§ EXTRACTED TEXT:
■ ■ ■ ■ ■ ■ ■
- Theatrical release poster by Dan Chapman
- Directed by: Michael Cimino
- Written by: Charles Leavitt Michael Cimino
- Produced by: Arnon Milchan Michael Cimino Larry Spiegel Judy Goldstein Joseph S. Vecchio
- Starring: Woody Harrelson; Jon Seda; Anne Bancroft;
- Cinematography: Douglas Milsome
- Edited by: Joe D'Augustine
- Music by: Maurice Jarre
- Production company: Regency Enterprises
- Distributed by: Warner Bros.
- Release dates: May 29, 1996 (Cannes); September 27, 1996 (United States);
- Running time: 122 minutes
- Country: United States
- Language: English
- Budget: $31 million
- Box office: $21,508 (Domestic)

= The Sunchaser =

1996 film by Michael Cimino

The Sunchaser (marketed simply as Sunchaser in promotional material) is a 1996 road crime drama film directed by Michael Cimino, written by Charles Leavitt and starring Woody Harrelson and Jon Seda. It was director Cimino's last feature-length film.

The film was selected to compete for the Palme d'Or at the 49th Cannes Film Festival.

==Plot==
Brandon "Blue" Monroe, a 16-year-old half-Navajo gang member from East L.A., is serving time in prison for murdering his abusive stepfather. On an annual medical visit, Blue is told by Dr. Michael Reynolds, a wealthy, materialistic oncologist with a wife Victoria and daughter Calantha, that he is dying of abdominal cancer and has very little time left to live. Convinced that he can heal if he gets to Webster Skyhorse, a medicine man in Arizona he knew when he was 8, Blue kidnaps Michael, holding him at gunpoint, and forces him to drive them to a nearby garage where they switch cars.
■ ■ ■ ■ ■ ■ ■
§ DATA FOR REVIEW:

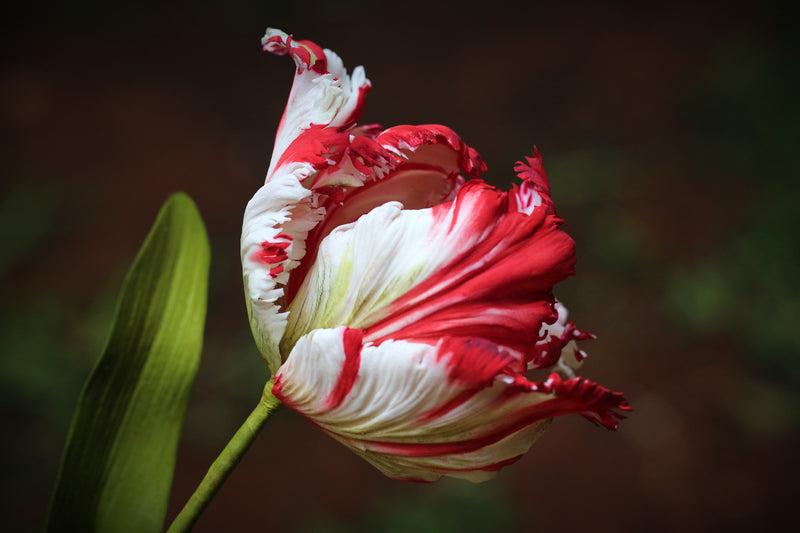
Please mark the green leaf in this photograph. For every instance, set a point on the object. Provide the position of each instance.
(120, 454)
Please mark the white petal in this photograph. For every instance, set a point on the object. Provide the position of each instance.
(279, 211)
(362, 267)
(330, 98)
(384, 416)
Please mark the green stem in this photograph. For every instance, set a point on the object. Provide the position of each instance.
(226, 462)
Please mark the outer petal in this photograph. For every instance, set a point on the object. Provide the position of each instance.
(419, 411)
(473, 266)
(276, 221)
(325, 172)
(322, 93)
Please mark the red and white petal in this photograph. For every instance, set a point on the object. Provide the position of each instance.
(362, 267)
(420, 411)
(468, 267)
(558, 346)
(322, 93)
(276, 222)
(418, 166)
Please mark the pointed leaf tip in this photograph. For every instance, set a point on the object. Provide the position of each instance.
(121, 449)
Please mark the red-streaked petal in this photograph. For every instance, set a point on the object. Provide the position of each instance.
(498, 280)
(419, 166)
(323, 93)
(276, 222)
(457, 408)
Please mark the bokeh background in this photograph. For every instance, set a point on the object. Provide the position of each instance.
(669, 134)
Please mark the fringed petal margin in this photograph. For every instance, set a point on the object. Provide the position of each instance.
(417, 411)
(322, 93)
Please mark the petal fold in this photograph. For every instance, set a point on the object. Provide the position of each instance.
(419, 411)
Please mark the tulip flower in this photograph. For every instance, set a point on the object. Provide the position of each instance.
(401, 303)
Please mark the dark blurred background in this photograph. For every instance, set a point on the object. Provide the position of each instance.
(669, 134)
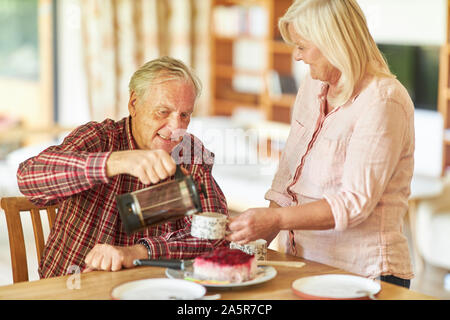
■ ■ ■ ■ ■ ■ ■
§ WORK TO COMPLETE:
**1.** In the article on The Sunchaser, why does Blue kidnap Dr. Michael Reynolds? Answer in one to three sentences.
**2.** Print the part of The Sunchaser article between "- Release dates: May" and "Cannes Film Festival.", inclusive.
**3.** According to The Sunchaser article, which award was the film selected to compete for, and at which festival?

§ ANSWERS FOR THIS EXERCISE:
**1.** Blue has been told he is dying of abdominal cancer and has very little time left. He is convinced he can heal if he reaches Webster Skyhorse, a medicine man in Arizona he knew when he was 8, so he takes Michael at gunpoint and forces him to drive.

**2.**
- Release dates: May 29, 1996 (Cannes); September 27, 1996 (United States);
- Running time: 122 minutes
- Country: United States
- Language: English
- Budget: $31 million
- Box office: $21,508 (Domestic)

= The Sunchaser =

1996 film by Michael Cimino

The Sunchaser (marketed simply as Sunchaser in promotional material) is a 1996 road crime drama film directed by Michael Cimino, written by Charles Leavitt and starring Woody Harrelson and Jon Seda. It was director Cimino's last feature-length film.

The film was selected to compete for the Palme d'Or at the 49th Cannes Film Festival.

**3.** The Palme d'Or at the 49th Cannes Film Festival.